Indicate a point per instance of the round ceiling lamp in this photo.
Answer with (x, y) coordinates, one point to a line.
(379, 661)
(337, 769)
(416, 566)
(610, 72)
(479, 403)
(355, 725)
++++++
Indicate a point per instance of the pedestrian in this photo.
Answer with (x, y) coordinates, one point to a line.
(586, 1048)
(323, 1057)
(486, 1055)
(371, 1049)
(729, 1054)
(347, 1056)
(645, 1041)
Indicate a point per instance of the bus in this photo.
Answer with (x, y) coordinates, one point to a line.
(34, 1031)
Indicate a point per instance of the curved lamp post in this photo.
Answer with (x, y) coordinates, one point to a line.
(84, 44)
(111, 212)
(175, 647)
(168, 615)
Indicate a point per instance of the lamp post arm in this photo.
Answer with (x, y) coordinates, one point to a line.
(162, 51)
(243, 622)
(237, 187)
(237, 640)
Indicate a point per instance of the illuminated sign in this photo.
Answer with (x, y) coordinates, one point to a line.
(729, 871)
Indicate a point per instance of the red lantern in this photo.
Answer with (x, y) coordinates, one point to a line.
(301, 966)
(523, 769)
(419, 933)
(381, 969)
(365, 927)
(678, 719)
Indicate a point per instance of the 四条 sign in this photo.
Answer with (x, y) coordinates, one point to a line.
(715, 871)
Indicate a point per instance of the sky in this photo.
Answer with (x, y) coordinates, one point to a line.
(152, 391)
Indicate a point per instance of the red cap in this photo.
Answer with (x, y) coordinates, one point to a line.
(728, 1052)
++++++
Please reproduce the lines between the line holding "Indicate a point per instance of the curved" and the line holding "(728, 1052)", inclusive.

Response to this exercise:
Indicate a point per instance of the curved lamp post in this photo.
Answer with (x, y) coordinates, one point to a line.
(84, 44)
(111, 212)
(175, 647)
(168, 615)
Indicate a point per instance of the lamp post arm in this photo.
Answer with (x, y) coordinates, one point to a line.
(162, 51)
(243, 622)
(237, 187)
(237, 640)
Indicate a point per instance of the illuminated sign in this photo.
Answer with (x, y) coordinates, one point to a line.
(729, 871)
Indicate a point per instance of the red lantern in this photo.
Answer with (x, y) coordinates, one point to a line.
(301, 966)
(523, 769)
(419, 933)
(381, 969)
(365, 927)
(678, 719)
Indicate a point per instance of the 四条 sign in this photo.
Answer with (x, y) coordinates, one point to a line.
(715, 871)
Indicate a point per instance of the sky in this photo.
Answer with (x, y) coordinates, one point to a line.
(152, 391)
Indicate a point per instance of the red cap in this photo.
Answer with (x, y) coordinates, one point to a line.
(728, 1052)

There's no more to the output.